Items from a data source
-=-=-=-=-

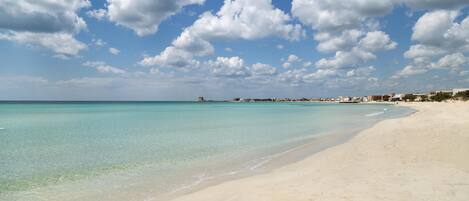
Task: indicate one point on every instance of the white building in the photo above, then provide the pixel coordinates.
(455, 91)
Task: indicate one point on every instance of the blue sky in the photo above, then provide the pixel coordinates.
(181, 49)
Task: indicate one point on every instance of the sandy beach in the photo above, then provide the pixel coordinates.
(424, 156)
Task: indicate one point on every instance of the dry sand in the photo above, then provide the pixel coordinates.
(424, 156)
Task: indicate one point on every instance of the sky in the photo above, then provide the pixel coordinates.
(182, 49)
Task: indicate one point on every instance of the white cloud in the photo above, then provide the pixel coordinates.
(62, 44)
(261, 69)
(348, 29)
(98, 42)
(430, 29)
(114, 51)
(172, 57)
(441, 43)
(330, 16)
(144, 16)
(99, 14)
(345, 59)
(228, 67)
(346, 40)
(377, 40)
(46, 24)
(435, 4)
(293, 58)
(102, 67)
(409, 70)
(307, 64)
(361, 72)
(451, 61)
(238, 19)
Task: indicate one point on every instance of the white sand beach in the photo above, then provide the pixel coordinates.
(424, 156)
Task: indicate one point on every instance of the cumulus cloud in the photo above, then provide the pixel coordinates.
(46, 24)
(102, 67)
(377, 40)
(345, 59)
(114, 51)
(64, 45)
(292, 59)
(435, 4)
(346, 40)
(260, 69)
(238, 19)
(329, 16)
(361, 72)
(442, 43)
(228, 67)
(98, 14)
(142, 16)
(348, 29)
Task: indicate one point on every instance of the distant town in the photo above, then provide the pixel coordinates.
(438, 96)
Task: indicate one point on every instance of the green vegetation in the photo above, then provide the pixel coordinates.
(441, 97)
(464, 95)
(409, 97)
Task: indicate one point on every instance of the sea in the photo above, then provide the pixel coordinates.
(159, 150)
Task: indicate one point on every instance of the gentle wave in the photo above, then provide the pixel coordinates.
(375, 114)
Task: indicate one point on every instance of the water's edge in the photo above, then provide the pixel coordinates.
(300, 152)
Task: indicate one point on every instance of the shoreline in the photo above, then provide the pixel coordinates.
(295, 153)
(294, 181)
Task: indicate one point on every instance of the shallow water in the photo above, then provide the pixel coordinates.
(113, 151)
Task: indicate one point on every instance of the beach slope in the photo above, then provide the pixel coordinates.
(424, 156)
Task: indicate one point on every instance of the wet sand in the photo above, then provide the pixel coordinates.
(424, 156)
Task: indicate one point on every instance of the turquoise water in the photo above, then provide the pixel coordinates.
(109, 151)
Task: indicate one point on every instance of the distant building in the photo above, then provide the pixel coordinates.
(397, 97)
(455, 91)
(375, 98)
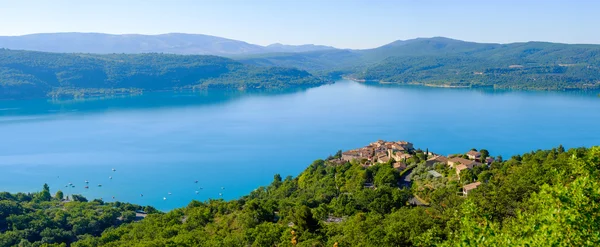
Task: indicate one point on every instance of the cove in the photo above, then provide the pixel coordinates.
(161, 143)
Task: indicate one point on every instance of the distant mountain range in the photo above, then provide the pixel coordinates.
(175, 43)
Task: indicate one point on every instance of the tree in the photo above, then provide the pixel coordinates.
(79, 198)
(305, 220)
(499, 158)
(45, 194)
(484, 154)
(59, 195)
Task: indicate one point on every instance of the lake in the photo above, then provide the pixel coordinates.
(161, 143)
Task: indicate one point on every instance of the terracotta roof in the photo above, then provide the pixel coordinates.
(435, 173)
(461, 167)
(471, 186)
(399, 165)
(440, 159)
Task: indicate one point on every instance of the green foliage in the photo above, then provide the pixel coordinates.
(26, 74)
(453, 63)
(47, 221)
(541, 198)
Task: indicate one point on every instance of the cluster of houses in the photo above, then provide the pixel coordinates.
(460, 164)
(383, 151)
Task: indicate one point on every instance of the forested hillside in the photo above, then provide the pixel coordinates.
(173, 43)
(26, 74)
(447, 62)
(541, 198)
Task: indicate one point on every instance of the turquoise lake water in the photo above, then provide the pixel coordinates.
(160, 143)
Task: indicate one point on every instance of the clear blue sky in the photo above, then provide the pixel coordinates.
(340, 23)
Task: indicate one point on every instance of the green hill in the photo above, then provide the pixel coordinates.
(541, 198)
(26, 74)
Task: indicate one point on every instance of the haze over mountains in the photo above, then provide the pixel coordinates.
(176, 43)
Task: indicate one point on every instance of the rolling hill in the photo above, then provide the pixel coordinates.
(175, 43)
(29, 74)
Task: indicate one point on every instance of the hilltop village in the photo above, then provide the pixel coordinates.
(425, 169)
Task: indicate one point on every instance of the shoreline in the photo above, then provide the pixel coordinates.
(471, 87)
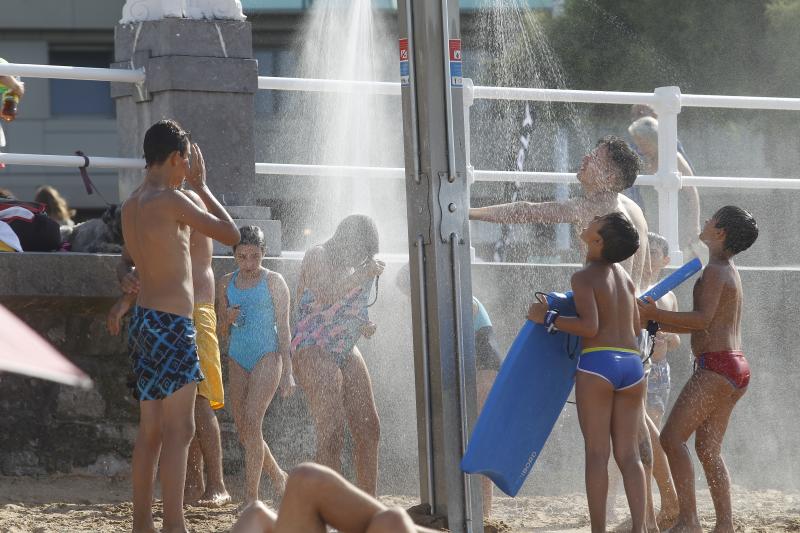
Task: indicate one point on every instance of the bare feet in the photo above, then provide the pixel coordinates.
(682, 527)
(214, 499)
(666, 519)
(279, 484)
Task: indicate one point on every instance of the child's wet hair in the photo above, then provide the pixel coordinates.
(355, 232)
(620, 238)
(252, 235)
(624, 159)
(741, 230)
(658, 241)
(163, 138)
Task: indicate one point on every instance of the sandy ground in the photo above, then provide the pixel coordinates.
(82, 503)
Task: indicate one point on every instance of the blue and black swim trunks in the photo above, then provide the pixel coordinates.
(163, 352)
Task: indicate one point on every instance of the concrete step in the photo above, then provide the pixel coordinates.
(272, 233)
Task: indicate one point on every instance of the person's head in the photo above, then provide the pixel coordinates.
(611, 166)
(642, 110)
(57, 208)
(644, 133)
(731, 229)
(251, 248)
(659, 252)
(611, 238)
(166, 144)
(354, 241)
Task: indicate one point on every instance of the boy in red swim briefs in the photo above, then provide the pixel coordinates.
(721, 371)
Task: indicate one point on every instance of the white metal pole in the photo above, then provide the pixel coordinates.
(72, 73)
(668, 105)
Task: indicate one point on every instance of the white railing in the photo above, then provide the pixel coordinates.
(73, 73)
(667, 102)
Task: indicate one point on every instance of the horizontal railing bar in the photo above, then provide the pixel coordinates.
(72, 73)
(740, 102)
(397, 172)
(71, 161)
(319, 85)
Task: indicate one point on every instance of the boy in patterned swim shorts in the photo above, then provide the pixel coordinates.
(156, 222)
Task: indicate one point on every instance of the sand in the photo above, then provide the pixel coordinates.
(87, 503)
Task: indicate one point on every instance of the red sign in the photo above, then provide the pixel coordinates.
(403, 49)
(455, 49)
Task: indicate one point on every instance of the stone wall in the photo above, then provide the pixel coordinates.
(47, 427)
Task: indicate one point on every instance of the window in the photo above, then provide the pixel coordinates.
(79, 97)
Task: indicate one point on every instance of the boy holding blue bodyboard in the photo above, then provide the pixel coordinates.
(609, 385)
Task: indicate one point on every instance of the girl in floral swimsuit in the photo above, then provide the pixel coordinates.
(336, 278)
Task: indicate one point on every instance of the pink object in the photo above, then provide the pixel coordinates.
(23, 351)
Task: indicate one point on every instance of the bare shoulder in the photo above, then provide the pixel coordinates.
(194, 197)
(224, 280)
(275, 279)
(584, 277)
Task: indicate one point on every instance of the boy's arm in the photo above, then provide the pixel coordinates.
(587, 323)
(223, 326)
(216, 223)
(705, 307)
(528, 212)
(126, 273)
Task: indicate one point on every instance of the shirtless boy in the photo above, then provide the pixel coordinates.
(721, 371)
(609, 385)
(156, 222)
(605, 172)
(206, 447)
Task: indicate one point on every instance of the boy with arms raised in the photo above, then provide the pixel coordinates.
(609, 385)
(721, 371)
(604, 173)
(156, 222)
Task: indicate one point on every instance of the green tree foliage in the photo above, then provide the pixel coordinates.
(708, 46)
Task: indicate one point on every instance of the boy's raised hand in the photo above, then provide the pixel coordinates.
(197, 169)
(648, 309)
(537, 311)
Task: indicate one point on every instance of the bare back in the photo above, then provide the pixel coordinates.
(724, 331)
(201, 249)
(617, 312)
(160, 247)
(604, 204)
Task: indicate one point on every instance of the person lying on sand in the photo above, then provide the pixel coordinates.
(317, 497)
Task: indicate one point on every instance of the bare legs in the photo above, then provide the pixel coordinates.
(250, 395)
(704, 405)
(206, 447)
(485, 381)
(606, 417)
(165, 426)
(668, 513)
(335, 396)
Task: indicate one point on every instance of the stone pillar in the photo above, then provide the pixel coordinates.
(201, 72)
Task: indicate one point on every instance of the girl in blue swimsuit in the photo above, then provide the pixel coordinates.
(254, 313)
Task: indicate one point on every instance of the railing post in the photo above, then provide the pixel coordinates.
(668, 106)
(469, 99)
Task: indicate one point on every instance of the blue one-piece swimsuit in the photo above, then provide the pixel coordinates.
(256, 334)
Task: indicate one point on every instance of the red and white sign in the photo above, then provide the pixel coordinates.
(455, 49)
(403, 49)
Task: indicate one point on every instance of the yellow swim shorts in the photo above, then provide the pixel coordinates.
(205, 320)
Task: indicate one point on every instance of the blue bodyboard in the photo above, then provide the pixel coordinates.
(530, 392)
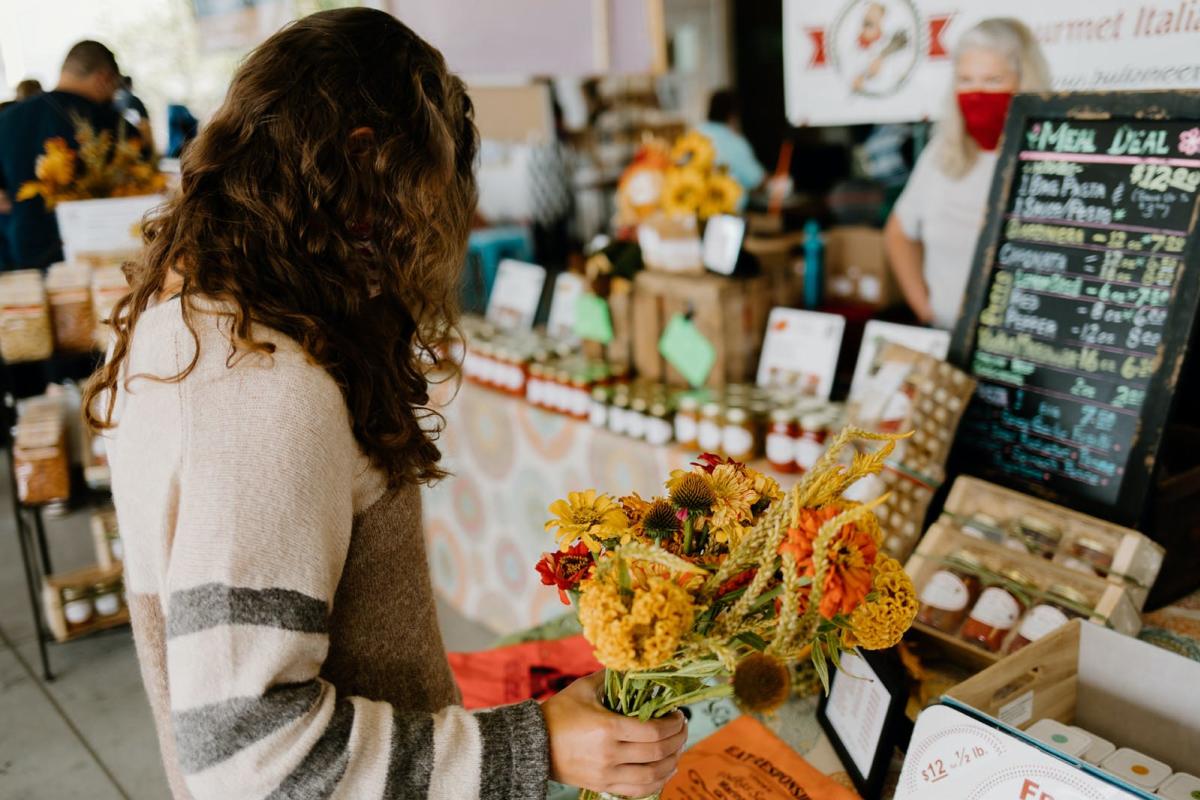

-=-=-=-=-

DIRECTIVE:
How many lines in the listing above contain the word "cloud"? Give only the number.

ANSWER TO THE TASK:
2